### Your objective
Every entry that follows should be reproduced exactly.

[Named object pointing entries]
>> START
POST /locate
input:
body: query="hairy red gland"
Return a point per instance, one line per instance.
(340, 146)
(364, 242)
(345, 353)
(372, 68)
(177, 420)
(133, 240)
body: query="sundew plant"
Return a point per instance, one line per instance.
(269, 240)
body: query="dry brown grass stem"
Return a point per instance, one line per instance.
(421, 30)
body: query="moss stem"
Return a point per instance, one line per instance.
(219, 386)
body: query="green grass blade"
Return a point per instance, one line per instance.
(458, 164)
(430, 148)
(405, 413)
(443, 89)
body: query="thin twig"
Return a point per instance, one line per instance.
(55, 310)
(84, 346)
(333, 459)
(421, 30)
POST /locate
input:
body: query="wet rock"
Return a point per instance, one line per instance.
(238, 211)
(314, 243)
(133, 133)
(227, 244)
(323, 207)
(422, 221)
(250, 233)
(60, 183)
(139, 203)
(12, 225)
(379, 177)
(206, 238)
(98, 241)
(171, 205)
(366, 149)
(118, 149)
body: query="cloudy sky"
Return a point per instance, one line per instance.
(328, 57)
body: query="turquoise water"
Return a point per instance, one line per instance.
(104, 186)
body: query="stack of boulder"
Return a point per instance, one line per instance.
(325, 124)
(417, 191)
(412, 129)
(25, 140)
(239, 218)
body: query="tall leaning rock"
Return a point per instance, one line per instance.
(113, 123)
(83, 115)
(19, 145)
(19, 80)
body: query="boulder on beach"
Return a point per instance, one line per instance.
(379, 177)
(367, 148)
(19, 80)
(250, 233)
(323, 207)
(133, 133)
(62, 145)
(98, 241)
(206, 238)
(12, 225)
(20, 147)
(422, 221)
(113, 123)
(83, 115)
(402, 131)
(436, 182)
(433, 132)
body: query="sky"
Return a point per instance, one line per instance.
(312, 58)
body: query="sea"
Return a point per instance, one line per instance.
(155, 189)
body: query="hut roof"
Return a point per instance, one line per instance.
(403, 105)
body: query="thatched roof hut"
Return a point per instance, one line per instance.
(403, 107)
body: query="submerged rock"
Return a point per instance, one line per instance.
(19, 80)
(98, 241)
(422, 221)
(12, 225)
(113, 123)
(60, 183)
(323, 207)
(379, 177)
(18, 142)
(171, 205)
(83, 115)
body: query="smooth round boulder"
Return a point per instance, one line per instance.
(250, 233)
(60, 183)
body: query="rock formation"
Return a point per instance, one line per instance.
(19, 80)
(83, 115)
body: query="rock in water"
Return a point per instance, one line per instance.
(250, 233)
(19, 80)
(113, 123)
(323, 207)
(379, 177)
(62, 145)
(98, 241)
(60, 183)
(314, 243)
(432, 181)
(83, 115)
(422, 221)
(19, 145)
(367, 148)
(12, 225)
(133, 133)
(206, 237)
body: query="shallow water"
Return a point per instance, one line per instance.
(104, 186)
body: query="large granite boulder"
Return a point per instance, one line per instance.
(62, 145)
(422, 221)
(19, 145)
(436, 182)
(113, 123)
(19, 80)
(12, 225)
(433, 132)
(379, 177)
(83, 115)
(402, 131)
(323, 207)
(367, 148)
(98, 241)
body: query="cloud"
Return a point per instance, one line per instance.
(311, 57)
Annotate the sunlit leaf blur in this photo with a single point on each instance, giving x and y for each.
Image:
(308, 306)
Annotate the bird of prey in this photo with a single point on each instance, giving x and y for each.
>> END
### Expected answer
POST /locate
input:
body: query="hairy red gland"
Return a point per instance, one line per instance.
(340, 146)
(364, 242)
(345, 353)
(372, 68)
(177, 420)
(133, 240)
body: query="sundew plant"
Return a point per instance, one line per instance.
(269, 240)
body: query="dry brown grass stem"
Return a point per instance, one line per instance.
(421, 30)
body: query="moss stem"
Return a point per instance, one line per instance.
(219, 386)
body: query="green grass blade"
Return a point per instance, one line per instance.
(458, 164)
(430, 148)
(405, 413)
(443, 89)
body: query="thin twig"
Return a point per instance, one line per instance.
(55, 310)
(84, 346)
(333, 459)
(421, 30)
POST /locate
input:
body: query="wet rock"
Return a point per instance, one line per instance.
(238, 211)
(314, 243)
(133, 133)
(227, 244)
(323, 207)
(422, 221)
(250, 233)
(60, 183)
(139, 203)
(12, 225)
(379, 177)
(206, 238)
(98, 241)
(171, 205)
(366, 149)
(118, 149)
body: query="cloudy sky"
Return a point per instance, one line per instance.
(328, 57)
body: query="turquoise water"
Return a point per instance, one line per instance.
(104, 186)
body: query="stack of boulder"
Return a point per instance, one line per instance.
(325, 124)
(417, 191)
(412, 129)
(25, 140)
(239, 218)
body: query="tall leaning rock"
Return a point per instance, one line per instance.
(113, 123)
(83, 115)
(19, 145)
(19, 80)
body: query="boulder on beach"
Return a point per instance, one line per instance.
(379, 177)
(367, 148)
(19, 80)
(250, 233)
(323, 207)
(133, 133)
(62, 145)
(98, 241)
(206, 238)
(12, 225)
(20, 147)
(422, 221)
(113, 123)
(83, 115)
(402, 131)
(436, 182)
(433, 132)
body: query="sky"
Return a point per instance, one line per instance.
(312, 58)
body: query="sea"
Return a point per instance, one line per instance.
(155, 189)
body: query="hut roof"
Return a point per instance, one line per instance.
(403, 105)
body: query="thatched roof hut"
Return a point per instance, one line per instance.
(403, 107)
body: query="submerged rock"
Return a point per instance, one line per instance.
(19, 80)
(98, 241)
(422, 221)
(12, 225)
(113, 123)
(60, 183)
(323, 207)
(379, 177)
(18, 142)
(171, 205)
(83, 115)
body: query="smooth round boulder"
Return a point per instance, one line per instance.
(250, 233)
(60, 183)
body: query="rock formation"
Return a point per instance, one line per instance.
(19, 80)
(83, 115)
body: query="rock in water"
Return a point per instance, one line per instance.
(250, 233)
(19, 80)
(113, 123)
(323, 207)
(379, 177)
(62, 145)
(98, 241)
(60, 183)
(314, 243)
(432, 181)
(83, 115)
(422, 221)
(19, 145)
(367, 148)
(12, 225)
(133, 133)
(206, 237)
body: query="shallow water"
Return a point per instance, one line per instance.
(104, 186)
body: query="large granite boulder"
Return a point per instance, one line per instance.
(62, 145)
(422, 221)
(19, 145)
(436, 182)
(113, 123)
(19, 80)
(12, 225)
(433, 132)
(379, 177)
(83, 115)
(402, 131)
(323, 207)
(367, 148)
(98, 241)
body: query="cloud"
Return a point per instance, one line per instance.
(311, 57)
Annotate the sunlit leaf blur in this photo with a single point on each instance, giving x and y for each.
Image:
(308, 306)
Annotate the bird of prey in this photo with a single point on each instance, giving x and y for each.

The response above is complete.